**MATERIAL SUPPLIED**:
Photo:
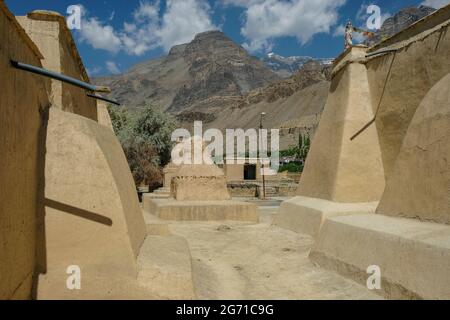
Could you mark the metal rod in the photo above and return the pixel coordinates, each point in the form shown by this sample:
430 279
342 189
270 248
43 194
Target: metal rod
380 52
103 99
58 76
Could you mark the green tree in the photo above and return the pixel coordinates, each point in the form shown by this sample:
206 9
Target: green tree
146 141
156 127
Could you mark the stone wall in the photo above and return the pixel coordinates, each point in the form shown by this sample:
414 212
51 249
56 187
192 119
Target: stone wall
422 60
23 105
338 168
50 33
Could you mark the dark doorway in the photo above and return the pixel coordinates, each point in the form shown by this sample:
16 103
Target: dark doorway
250 172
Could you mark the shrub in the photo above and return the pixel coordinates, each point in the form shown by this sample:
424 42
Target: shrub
146 141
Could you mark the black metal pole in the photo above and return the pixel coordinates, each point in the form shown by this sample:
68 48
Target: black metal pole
103 99
58 76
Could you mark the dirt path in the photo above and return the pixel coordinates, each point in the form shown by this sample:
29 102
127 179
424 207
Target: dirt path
243 261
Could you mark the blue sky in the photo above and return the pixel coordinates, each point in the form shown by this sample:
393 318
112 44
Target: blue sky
117 34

**YOUR GOAL**: Copy out every item above line for line, without changing a word, and leave out the pictures.

**RIGHT ANSWER**:
Photo:
Could you mark the metal rod in the photo above and return the pixel coordinates, each point in the form shown by this sample:
430 279
342 189
270 248
43 194
Target: metal rod
380 52
103 99
58 76
Could you mark the green tree in the photo above and return the pixel coordinates, each point in the form shown by this sample:
206 9
Target: green tree
146 141
156 127
Could you mark the stone wall in the photo above and return the pixel coordinates, each point in the form shown by this sample:
414 212
51 249
56 187
192 119
Target: stone wall
422 60
23 105
338 168
50 33
Could you mark the dark doorway in the photo above and return the pixel coordinates, each point in the form shown by this sample:
16 103
Target: dark doorway
250 172
Could you mark the shrub in the photo above and return the pixel coordinates, each point in the form shown by this sample:
424 42
Target: shrub
146 141
Could you mark the black metal pole in the photo above and return the pixel coordinates, each point in the form shown by this sample:
68 48
Target: black metal pole
103 99
58 76
Could you mark the dirt path in the photo above and return the pixel coordinates, each point in the form shown by this sample:
29 102
127 179
424 207
Target: dirt path
243 261
Could you mark the blue sky in the photo above and return the pixel coordinates, each point in the form shown by this sample:
393 318
112 44
Target: blue sky
117 34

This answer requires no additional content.